- [Directive]: Repeat the listing in full. Nothing may be added or left out.

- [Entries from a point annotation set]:
>> START

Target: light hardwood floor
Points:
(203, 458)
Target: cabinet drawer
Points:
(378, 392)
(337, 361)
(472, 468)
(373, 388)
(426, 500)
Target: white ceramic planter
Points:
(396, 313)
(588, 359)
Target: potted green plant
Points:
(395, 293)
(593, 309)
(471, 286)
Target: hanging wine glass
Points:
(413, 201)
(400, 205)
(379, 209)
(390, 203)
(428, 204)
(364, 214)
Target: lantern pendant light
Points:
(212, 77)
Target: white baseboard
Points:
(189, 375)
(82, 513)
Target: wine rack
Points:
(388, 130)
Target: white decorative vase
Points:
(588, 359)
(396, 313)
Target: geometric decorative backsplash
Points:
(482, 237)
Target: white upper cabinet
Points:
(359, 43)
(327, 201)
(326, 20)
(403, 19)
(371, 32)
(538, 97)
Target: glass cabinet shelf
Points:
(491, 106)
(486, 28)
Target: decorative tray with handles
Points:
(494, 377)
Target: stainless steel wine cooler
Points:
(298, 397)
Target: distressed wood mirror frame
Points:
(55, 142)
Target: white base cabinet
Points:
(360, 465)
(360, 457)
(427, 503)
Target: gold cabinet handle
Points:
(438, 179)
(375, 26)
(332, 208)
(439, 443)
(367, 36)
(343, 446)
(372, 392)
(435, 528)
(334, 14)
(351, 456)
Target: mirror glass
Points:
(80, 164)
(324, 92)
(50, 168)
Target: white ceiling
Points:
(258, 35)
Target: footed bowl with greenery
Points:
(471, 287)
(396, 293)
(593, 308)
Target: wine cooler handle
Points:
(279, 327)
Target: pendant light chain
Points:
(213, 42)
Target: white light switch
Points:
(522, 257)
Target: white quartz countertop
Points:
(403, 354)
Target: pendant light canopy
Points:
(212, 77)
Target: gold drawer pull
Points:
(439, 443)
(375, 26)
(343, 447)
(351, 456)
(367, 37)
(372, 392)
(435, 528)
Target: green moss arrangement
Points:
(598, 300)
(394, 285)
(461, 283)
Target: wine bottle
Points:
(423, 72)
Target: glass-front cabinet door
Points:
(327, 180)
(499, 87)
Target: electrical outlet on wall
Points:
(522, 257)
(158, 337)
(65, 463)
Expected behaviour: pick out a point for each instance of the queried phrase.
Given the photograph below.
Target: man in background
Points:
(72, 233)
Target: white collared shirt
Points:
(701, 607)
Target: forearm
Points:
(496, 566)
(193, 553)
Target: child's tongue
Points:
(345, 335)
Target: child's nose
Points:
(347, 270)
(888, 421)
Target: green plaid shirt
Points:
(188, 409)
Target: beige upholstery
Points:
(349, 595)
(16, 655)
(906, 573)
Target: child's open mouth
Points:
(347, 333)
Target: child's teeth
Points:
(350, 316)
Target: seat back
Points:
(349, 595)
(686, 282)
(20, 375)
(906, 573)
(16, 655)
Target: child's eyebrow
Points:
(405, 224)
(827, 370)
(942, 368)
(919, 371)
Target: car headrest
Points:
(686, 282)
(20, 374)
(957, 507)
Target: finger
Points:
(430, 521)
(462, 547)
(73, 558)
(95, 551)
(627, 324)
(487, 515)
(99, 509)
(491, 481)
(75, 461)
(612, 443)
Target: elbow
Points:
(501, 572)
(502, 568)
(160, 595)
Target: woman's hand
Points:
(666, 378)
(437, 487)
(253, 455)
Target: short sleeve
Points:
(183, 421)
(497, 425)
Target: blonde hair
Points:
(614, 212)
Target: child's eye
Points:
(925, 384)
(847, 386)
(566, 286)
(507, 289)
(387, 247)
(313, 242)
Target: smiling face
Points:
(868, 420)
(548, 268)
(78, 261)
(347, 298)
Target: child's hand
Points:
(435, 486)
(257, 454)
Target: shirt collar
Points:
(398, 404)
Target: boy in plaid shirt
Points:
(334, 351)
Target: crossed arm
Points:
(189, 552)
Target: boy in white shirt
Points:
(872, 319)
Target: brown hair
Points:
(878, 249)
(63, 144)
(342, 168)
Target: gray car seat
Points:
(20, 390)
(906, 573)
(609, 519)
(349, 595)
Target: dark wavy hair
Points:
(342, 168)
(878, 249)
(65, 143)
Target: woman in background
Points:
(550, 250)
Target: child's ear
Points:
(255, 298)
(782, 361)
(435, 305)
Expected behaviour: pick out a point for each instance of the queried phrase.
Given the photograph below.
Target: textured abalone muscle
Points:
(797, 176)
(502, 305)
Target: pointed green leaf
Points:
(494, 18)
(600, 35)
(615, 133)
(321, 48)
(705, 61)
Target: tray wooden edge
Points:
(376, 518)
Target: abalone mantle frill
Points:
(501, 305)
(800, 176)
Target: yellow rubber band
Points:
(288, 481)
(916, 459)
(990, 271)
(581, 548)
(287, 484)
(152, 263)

>> END

- [Output]:
Target: light hardwood floor
Points:
(203, 458)
Target: cabinet drawer
Points:
(378, 392)
(337, 361)
(472, 468)
(373, 388)
(426, 500)
Target: white ceramic planter
Points:
(396, 313)
(588, 359)
Target: potted green plant
Points:
(395, 293)
(593, 309)
(471, 286)
Target: hanging wine glass
Points:
(413, 201)
(400, 205)
(379, 209)
(390, 203)
(428, 204)
(364, 214)
Target: lantern pendant light
Points:
(212, 77)
Target: white baseboard
Points:
(189, 375)
(82, 513)
Target: wine rack
Points:
(388, 130)
Target: white decorative vase
Points:
(588, 359)
(396, 313)
Target: geometric decorative backsplash
Points:
(482, 237)
Target: white upper cabinet
Points:
(359, 43)
(327, 201)
(326, 20)
(403, 19)
(371, 32)
(538, 97)
Target: glass cabinet shelf
Points:
(491, 106)
(486, 28)
Target: decorative tray with handles
Points:
(494, 377)
Target: stainless steel wine cooler
Points:
(298, 397)
Target: distressed wood mirror frame
Points:
(55, 142)
Target: white base cabinet
Points:
(360, 465)
(360, 457)
(427, 503)
Target: gold cabinet handle
Points:
(438, 179)
(375, 26)
(332, 208)
(439, 443)
(367, 36)
(343, 446)
(372, 392)
(435, 528)
(334, 14)
(351, 456)
Target: mirror glass
Points:
(80, 164)
(324, 92)
(50, 168)
Target: white ceiling
Points:
(258, 35)
Target: footed bowl with greenery
Points:
(471, 287)
(396, 293)
(593, 308)
Target: wine cooler handle
Points:
(279, 327)
Target: pendant light chain
Points:
(213, 42)
Target: white light switch
Points:
(522, 257)
Target: white quartz countertop
Points:
(403, 354)
Target: pendant light canopy
Points:
(212, 77)
Target: gold drawer pull
Points:
(439, 443)
(375, 26)
(343, 447)
(351, 456)
(367, 37)
(372, 392)
(435, 528)
Target: green moss arrangement
Points:
(598, 300)
(394, 285)
(461, 283)
Target: wine bottle
Points:
(423, 72)
Target: glass-front cabinet door
Points:
(327, 180)
(499, 87)
Target: electrical outlet on wall
Points:
(522, 257)
(158, 337)
(65, 463)
Expected behaviour: pick out a point for each instance of the queried phrase.
Given the photograph below.
Target: man in background
Points:
(72, 233)
Target: white collared shirt
Points:
(701, 607)
Target: forearm
Points:
(496, 566)
(193, 553)
Target: child's tongue
Points:
(345, 335)
Target: child's nose
Points:
(347, 270)
(888, 421)
Target: green plaid shirt
Points:
(188, 409)
Target: beige upholstery
Points:
(349, 595)
(16, 655)
(906, 573)
Target: child's open mouth
Points:
(347, 333)
Target: child's teeth
Points:
(350, 316)
Target: seat back
Points:
(349, 595)
(686, 282)
(20, 375)
(906, 573)
(16, 655)
Target: child's eyebrow
Points:
(405, 224)
(827, 370)
(942, 368)
(919, 371)
Target: car headrest
Points:
(686, 282)
(20, 374)
(957, 507)
Target: finger
Points:
(430, 521)
(462, 547)
(73, 558)
(95, 551)
(627, 324)
(487, 515)
(99, 509)
(491, 481)
(75, 461)
(612, 443)
Target: elbow
Points:
(501, 572)
(502, 568)
(160, 595)
Target: woman's hand
Points:
(666, 378)
(437, 487)
(253, 455)
Target: short sleeve
Points:
(183, 421)
(497, 425)
Target: blonde hair
Points:
(614, 212)
Target: child's eye
Points:
(925, 384)
(847, 386)
(566, 286)
(507, 289)
(387, 247)
(313, 242)
Target: smiling face
Points:
(868, 420)
(548, 268)
(78, 261)
(347, 298)
Target: child's hand
Points:
(435, 486)
(257, 454)
Target: shirt collar
Points:
(398, 404)
Target: boy in plaid shirt
Points:
(334, 351)
Target: crossed arm
Points:
(189, 552)
Target: boy in white shirt
Points:
(872, 319)
Target: brown hair
Points:
(878, 249)
(63, 144)
(342, 168)
Target: gray car seat
Points:
(20, 390)
(906, 573)
(609, 519)
(349, 595)
Target: dark wavy hair
Points:
(342, 168)
(878, 249)
(65, 143)
Target: woman in background
Points:
(550, 250)
Target: child's ear
Points:
(255, 298)
(782, 361)
(435, 305)
Expected behaviour: pick out a point for each instance of the queried phrase.
Given the photograph below.
Target: textured abalone muscle
Points:
(797, 176)
(502, 305)
Target: pointed green leaf
Points:
(494, 18)
(600, 35)
(615, 133)
(321, 48)
(705, 61)
Target: tray wooden edge
Points:
(376, 518)
Target: abalone mantle frill
Points:
(501, 305)
(800, 176)
Target: yellow rubber band
Points:
(288, 481)
(916, 459)
(990, 271)
(581, 548)
(287, 484)
(152, 263)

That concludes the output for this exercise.